Everything from the line containing "in: indicate the woman in" through the final line of the listing below should be given again, word for word, and nothing else.

Source data START

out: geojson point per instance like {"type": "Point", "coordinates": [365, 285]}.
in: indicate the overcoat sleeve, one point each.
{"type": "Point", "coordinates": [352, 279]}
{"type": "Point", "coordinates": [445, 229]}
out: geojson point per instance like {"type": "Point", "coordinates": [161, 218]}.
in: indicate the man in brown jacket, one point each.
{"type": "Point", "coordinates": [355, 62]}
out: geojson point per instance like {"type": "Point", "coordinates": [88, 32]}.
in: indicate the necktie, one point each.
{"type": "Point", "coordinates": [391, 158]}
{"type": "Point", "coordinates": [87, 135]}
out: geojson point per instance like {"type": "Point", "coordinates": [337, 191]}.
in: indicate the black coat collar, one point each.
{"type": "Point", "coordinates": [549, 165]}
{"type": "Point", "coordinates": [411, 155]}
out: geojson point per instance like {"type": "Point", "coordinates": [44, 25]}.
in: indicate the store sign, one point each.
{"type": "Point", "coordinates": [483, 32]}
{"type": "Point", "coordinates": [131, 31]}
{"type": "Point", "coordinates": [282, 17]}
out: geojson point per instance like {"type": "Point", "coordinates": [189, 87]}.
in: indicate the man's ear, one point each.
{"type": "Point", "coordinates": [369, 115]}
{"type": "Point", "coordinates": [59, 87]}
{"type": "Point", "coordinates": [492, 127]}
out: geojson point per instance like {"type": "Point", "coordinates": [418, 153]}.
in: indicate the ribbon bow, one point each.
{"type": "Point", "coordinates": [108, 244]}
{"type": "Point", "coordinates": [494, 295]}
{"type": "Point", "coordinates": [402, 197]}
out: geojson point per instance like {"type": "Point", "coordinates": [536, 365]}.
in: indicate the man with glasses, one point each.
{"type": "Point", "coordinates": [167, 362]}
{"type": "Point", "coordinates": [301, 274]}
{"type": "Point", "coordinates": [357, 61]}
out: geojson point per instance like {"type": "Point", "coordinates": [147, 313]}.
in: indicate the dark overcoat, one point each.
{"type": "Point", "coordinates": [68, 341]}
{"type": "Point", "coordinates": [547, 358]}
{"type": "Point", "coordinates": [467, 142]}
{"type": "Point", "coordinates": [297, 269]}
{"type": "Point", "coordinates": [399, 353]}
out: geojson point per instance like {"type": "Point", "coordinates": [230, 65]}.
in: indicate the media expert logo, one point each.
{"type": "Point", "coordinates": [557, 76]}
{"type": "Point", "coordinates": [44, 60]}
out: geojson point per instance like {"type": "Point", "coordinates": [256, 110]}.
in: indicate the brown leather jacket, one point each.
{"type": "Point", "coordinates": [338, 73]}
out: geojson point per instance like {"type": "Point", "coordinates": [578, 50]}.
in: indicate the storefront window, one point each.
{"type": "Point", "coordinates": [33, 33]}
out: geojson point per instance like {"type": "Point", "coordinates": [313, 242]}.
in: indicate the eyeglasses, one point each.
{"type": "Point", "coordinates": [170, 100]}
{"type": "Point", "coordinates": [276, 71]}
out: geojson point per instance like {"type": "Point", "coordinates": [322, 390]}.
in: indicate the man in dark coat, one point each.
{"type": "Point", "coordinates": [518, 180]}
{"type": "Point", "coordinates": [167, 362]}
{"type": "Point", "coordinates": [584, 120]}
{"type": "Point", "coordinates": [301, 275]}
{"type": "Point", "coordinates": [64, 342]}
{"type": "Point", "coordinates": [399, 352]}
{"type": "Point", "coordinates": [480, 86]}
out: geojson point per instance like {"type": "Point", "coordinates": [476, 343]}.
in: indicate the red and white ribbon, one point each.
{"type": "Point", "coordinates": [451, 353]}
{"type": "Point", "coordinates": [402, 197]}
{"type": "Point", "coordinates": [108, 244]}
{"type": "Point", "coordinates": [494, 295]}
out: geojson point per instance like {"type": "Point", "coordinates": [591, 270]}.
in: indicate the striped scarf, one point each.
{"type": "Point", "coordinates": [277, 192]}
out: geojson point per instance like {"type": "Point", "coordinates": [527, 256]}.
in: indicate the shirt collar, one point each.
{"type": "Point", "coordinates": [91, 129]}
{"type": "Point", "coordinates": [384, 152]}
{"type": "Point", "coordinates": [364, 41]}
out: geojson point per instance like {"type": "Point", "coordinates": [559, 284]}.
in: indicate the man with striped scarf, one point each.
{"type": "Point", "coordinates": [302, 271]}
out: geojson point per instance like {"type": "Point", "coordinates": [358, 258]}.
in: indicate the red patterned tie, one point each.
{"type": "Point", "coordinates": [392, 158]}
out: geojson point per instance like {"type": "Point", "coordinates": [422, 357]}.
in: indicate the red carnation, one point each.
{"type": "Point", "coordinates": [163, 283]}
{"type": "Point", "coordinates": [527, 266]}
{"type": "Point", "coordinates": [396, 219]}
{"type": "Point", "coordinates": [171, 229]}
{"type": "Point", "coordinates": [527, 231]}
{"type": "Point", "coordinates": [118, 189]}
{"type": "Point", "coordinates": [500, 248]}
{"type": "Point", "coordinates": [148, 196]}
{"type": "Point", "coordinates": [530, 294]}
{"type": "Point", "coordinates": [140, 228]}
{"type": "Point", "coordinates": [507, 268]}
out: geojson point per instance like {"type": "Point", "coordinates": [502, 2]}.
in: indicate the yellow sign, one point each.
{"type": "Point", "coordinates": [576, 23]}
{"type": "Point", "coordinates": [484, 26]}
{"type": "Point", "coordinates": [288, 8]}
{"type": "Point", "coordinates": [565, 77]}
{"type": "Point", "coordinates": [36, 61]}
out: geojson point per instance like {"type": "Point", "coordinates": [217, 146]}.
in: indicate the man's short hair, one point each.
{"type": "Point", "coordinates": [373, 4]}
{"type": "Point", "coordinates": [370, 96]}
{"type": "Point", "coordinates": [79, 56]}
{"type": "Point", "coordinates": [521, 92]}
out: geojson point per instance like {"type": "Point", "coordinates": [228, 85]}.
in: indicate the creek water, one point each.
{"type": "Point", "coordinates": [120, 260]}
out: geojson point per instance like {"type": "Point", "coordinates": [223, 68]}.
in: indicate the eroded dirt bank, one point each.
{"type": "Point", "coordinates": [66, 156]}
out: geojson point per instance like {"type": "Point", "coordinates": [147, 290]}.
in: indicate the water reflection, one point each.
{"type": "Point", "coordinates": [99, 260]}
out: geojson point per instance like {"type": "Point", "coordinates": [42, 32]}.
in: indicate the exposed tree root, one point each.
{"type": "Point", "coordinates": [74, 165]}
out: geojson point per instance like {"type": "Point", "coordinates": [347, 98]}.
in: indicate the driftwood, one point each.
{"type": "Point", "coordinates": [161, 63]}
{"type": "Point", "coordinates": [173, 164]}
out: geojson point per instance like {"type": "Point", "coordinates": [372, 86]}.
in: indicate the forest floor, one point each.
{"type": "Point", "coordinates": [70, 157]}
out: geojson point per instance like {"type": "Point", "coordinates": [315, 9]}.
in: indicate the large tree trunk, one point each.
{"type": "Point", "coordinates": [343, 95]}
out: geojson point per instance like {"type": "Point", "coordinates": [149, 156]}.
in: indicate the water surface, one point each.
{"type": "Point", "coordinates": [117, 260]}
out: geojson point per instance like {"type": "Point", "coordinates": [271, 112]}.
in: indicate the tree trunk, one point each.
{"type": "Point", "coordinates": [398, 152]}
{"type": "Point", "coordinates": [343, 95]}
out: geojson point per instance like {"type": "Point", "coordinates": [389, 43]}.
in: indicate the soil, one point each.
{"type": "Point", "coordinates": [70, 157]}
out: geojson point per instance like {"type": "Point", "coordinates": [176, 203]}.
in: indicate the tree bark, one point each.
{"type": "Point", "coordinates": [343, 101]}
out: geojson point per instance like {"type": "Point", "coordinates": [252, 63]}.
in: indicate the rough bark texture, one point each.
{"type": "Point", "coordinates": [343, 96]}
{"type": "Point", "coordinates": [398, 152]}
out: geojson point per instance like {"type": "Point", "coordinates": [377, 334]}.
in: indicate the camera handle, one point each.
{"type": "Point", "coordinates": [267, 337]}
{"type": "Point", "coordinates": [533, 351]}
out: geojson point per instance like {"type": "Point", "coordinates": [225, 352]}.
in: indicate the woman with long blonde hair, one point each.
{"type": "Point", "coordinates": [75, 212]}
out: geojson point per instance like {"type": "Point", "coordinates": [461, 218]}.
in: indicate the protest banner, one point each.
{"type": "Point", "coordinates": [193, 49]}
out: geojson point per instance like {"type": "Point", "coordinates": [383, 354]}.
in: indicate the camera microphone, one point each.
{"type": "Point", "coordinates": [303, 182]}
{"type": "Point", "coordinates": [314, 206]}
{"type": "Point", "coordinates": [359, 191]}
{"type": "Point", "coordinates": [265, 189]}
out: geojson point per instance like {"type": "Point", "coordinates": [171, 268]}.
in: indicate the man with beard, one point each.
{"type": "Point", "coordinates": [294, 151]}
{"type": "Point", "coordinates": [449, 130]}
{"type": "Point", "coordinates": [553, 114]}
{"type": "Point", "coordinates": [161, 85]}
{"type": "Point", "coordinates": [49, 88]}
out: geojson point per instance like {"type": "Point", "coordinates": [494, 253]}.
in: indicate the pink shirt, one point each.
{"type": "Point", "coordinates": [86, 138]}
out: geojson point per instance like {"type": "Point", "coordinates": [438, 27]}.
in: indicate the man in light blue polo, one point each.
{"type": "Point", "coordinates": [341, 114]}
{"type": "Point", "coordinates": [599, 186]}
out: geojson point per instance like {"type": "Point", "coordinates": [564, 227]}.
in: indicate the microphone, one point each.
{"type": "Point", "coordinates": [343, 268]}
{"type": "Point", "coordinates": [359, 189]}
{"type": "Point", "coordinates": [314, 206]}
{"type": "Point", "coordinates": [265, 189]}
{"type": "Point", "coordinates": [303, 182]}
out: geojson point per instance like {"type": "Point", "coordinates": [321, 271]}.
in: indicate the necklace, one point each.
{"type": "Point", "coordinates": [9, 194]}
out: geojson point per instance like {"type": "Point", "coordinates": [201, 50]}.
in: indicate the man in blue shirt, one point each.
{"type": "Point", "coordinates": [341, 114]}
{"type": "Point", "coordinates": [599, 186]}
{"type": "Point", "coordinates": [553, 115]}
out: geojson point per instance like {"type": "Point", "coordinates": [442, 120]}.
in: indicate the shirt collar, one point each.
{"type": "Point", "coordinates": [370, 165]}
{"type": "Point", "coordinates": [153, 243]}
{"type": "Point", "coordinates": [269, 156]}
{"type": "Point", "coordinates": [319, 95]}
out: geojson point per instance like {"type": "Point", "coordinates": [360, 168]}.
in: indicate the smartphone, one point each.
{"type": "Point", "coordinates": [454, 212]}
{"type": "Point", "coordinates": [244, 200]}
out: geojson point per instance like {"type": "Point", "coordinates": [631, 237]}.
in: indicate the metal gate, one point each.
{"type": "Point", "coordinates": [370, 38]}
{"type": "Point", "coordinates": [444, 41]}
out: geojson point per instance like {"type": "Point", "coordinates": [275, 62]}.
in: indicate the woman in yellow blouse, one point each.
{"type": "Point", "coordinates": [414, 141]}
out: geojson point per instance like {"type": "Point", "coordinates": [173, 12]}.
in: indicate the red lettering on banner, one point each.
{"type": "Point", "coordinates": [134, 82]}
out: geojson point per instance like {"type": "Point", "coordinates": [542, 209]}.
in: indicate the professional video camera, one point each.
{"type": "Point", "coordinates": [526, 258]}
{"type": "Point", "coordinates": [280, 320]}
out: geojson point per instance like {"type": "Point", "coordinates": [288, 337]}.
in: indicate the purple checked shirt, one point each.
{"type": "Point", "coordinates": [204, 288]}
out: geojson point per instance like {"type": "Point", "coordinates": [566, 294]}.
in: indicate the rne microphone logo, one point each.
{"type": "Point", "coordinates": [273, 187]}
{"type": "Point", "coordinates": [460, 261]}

Source data END

Completed exercise:
in: indicate the woman in yellow blouse, one point each.
{"type": "Point", "coordinates": [414, 141]}
out: geojson point per instance like {"type": "Point", "coordinates": [173, 12]}.
in: indicate the red lettering on banner, one point each.
{"type": "Point", "coordinates": [134, 82]}
out: geojson point per instance like {"type": "Point", "coordinates": [542, 209]}.
in: indicate the professional video camera, one point each.
{"type": "Point", "coordinates": [526, 258]}
{"type": "Point", "coordinates": [280, 320]}
out: geojson point per instance like {"type": "Point", "coordinates": [288, 337]}.
in: indicate the purple checked shirt, one point each.
{"type": "Point", "coordinates": [204, 288]}
out: geojson point per instance like {"type": "Point", "coordinates": [566, 294]}.
in: indicate the rne microphone logo, one point each.
{"type": "Point", "coordinates": [273, 187]}
{"type": "Point", "coordinates": [460, 261]}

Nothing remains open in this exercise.